Jun 24, 2017

12th Sunday in Ordinary Time: "Do not be afraid"


"Fear no one . . . speak in the light . . . proclaim on the housetops."


Jer 20: 10-13
Rom 5: 12-13
Mt 10: 26-33

When I was around 6th grade my younger brother and I loved to watch a television show entitled "The Twilight Zone"which was popular in the late 1950's and early 60's and still plays today in eternal reruns.  The show presented some pretty fanciful  science and psychological thrillers that seemed real enough, at least to the mind of a 9 or 10 year old boy, which created a strange sense of foreboding. It played with your imagination with wild scenarios which appeared on the verge of possibility. I would have an odd desire to be frightened yet was also intrigued by the possibility that outer space aliens might really come to earth and dupe us into being food for them through their alleged benevolence for humanity. So I was fearful yet also attracted by the possibility that such things may actually happen. Not sure what I would have done if they did. Probably run and hide under the covers!

- **Work instructions**:
Reproduce the part of the Sunday reflection from "When I was around" to "under the covers!", word for word. The records after this point are separate from the Sunday reflection.

- **Collected data entries**:
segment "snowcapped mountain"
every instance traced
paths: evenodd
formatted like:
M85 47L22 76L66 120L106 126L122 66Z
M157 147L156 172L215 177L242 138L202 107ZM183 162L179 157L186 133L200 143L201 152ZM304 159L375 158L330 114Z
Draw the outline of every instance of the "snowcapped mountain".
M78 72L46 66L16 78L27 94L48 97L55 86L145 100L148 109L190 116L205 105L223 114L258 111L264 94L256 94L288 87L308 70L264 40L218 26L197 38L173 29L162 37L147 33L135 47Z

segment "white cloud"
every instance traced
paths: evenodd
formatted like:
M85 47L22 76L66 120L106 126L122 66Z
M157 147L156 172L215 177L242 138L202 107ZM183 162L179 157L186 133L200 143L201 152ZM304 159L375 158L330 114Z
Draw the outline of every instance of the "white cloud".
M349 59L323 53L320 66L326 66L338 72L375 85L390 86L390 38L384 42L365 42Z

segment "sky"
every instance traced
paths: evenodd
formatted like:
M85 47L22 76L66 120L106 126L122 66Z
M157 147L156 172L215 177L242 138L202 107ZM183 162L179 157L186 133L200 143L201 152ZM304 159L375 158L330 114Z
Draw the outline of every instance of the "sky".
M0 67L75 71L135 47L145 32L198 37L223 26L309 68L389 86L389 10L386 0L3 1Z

- **Answer to the exercise**:
When I was around 6th grade my younger brother and I loved to watch a television show entitled "The Twilight Zone"which was popular in the late 1950's and early 60's and still plays today in eternal reruns.  The show presented some pretty fanciful  science and psychological thrillers that seemed real enough, at least to the mind of a 9 or 10 year old boy, which created a strange sense of foreboding. It played with your imagination with wild scenarios which appeared on the verge of possibility. I would have an odd desire to be frightened yet was also intrigued by the possibility that outer space aliens might really come to earth and dupe us into being food for them through their alleged benevolence for humanity. So I was fearful yet also attracted by the possibility that such things may actually happen. Not sure what I would have done if they did. Probably run and hide under the covers!